TASK BRIEF: Pick out every line in the items below that contains the string "elephant", and copy each of those lines.

start EXERCISE MATERIAL

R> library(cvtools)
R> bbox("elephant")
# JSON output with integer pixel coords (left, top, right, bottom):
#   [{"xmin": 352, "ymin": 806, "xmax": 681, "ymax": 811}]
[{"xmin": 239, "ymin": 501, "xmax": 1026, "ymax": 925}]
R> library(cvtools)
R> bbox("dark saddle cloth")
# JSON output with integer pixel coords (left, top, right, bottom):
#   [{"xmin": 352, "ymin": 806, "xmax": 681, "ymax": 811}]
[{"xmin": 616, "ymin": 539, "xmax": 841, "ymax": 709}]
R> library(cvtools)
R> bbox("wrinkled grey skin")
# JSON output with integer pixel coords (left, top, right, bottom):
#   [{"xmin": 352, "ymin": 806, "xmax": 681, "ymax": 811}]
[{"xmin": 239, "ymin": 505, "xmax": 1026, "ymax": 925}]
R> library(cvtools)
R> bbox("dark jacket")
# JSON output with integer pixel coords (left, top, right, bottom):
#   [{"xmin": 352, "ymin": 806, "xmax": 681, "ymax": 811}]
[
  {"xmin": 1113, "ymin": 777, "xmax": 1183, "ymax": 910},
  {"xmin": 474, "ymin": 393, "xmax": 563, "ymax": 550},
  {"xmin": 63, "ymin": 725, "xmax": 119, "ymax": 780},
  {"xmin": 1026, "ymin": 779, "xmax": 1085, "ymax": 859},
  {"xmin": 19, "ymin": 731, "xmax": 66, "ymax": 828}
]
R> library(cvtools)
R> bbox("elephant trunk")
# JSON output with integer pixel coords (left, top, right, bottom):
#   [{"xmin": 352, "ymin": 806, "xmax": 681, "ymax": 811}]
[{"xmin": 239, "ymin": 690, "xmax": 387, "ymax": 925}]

end EXERCISE MATERIAL

RESULT OF THIS EXERCISE:
R> bbox("elephant")
R> bbox("elephant trunk")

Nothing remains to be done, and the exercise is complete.